* [Short task 1] Gather every line of the entries below that contains the word "castle", and copy each one unchanged.

When I was a child in the 60s and 70s and growing up in Catholic Austria, Halloween did not exist and nor did it in many other European (and certainly not Eastern European) countries. Not so in the UK of course and the US. It was there in the 1970s where I first encountered the Trick or Treating custom, where children dress up in costumes and go from door to door and they knock on the door, or ring the doorbell, and yell 'Trick or treat!'. The idea being that the owners of the house give the children a treat (sweets or money) or the children will play a trick on them.
Of course, Halloween-themed advertising, especially for confectionery products, has been around in the English-speaking world for as long if not longer. It did also grow exponentially in Germany over the past 20 years or so, even though there is no long tradition of it. It's mostly viewed as an occasion for partying while being disguised as witches, skeletons, etc. Of course, there are always, unavoidably, lots of "sexy nurses.". For the ad industry here it's nowhere the big event it is in the US and UK where special Halloween campaigns get produced. Perhaps not quite as much as for Christmas but quite often with results that are much easier to stomach than the overblown, sappy Christmas epics we get served each festive season.

Entries for pointing and labeling:
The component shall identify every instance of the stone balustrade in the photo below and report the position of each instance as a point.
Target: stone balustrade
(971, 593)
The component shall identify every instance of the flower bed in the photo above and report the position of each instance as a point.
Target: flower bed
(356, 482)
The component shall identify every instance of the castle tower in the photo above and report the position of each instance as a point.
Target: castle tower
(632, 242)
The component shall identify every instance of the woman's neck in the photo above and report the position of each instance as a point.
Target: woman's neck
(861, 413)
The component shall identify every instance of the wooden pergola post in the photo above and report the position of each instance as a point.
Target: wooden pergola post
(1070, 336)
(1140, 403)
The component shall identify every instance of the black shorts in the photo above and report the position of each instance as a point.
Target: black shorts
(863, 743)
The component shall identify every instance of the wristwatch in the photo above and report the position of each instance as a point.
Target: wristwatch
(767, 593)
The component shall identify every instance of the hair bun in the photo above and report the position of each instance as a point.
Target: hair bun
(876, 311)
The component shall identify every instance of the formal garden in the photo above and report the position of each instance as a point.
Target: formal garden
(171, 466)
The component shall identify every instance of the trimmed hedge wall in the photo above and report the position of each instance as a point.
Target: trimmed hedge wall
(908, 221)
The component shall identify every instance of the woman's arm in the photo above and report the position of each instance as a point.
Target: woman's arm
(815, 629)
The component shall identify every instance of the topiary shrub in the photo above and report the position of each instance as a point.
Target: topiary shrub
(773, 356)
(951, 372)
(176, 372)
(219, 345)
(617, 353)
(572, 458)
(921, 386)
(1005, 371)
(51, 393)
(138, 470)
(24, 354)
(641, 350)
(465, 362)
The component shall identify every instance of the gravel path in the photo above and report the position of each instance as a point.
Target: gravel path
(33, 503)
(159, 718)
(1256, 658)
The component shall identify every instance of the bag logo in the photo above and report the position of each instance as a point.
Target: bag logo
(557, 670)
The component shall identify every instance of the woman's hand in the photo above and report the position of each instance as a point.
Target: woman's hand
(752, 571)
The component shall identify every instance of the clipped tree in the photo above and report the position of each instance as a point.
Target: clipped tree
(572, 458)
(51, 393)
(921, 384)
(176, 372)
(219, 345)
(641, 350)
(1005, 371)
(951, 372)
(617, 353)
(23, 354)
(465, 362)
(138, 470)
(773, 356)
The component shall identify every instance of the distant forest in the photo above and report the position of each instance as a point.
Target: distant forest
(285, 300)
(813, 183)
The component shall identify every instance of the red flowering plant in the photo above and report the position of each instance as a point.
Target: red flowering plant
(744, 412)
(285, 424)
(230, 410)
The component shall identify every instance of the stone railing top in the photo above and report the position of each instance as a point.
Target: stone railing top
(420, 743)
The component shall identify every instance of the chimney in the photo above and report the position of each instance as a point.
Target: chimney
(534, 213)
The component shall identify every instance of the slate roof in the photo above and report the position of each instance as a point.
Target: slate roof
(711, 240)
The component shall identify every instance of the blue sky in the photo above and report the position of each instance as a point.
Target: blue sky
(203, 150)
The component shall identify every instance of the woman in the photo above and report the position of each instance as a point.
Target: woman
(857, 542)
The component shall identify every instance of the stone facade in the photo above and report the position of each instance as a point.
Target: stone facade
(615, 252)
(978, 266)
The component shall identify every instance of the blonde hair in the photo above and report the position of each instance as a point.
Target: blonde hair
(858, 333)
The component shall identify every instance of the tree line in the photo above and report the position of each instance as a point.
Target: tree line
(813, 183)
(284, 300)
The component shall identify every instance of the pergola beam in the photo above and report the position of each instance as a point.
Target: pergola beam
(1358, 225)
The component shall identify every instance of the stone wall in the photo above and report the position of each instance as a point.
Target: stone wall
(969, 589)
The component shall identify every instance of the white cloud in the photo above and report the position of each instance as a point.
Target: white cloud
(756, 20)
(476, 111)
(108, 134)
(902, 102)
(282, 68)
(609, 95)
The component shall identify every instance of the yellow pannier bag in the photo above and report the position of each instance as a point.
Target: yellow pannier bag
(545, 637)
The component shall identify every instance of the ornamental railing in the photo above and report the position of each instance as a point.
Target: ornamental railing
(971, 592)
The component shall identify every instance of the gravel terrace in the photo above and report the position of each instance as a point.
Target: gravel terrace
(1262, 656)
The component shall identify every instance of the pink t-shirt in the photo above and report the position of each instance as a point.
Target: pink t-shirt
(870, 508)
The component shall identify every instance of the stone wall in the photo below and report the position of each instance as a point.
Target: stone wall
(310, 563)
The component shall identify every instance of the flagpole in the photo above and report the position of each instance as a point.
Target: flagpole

* [Short task 2] Output the whole piece on Halloween and its advertising above, word for word.

* [Correct response 1]
The component shall identify every instance of the castle tower in the photo above and report the position of each instance as a point.
Target: castle tower

* [Correct response 2]
When I was a child in the 60s and 70s and growing up in Catholic Austria, Halloween did not exist and nor did it in many other European (and certainly not Eastern European) countries. Not so in the UK of course and the US. It was there in the 1970s where I first encountered the Trick or Treating custom, where children dress up in costumes and go from door to door and they knock on the door, or ring the doorbell, and yell 'Trick or treat!'. The idea being that the owners of the house give the children a treat (sweets or money) or the children will play a trick on them.
Of course, Halloween-themed advertising, especially for confectionery products, has been around in the English-speaking world for as long if not longer. It did also grow exponentially in Germany over the past 20 years or so, even though there is no long tradition of it. It's mostly viewed as an occasion for partying while being disguised as witches, skeletons, etc. Of course, there are always, unavoidably, lots of "sexy nurses.". For the ad industry here it's nowhere the big event it is in the US and UK where special Halloween campaigns get produced. Perhaps not quite as much as for Christmas but quite often with results that are much easier to stomach than the overblown, sappy Christmas epics we get served each festive season.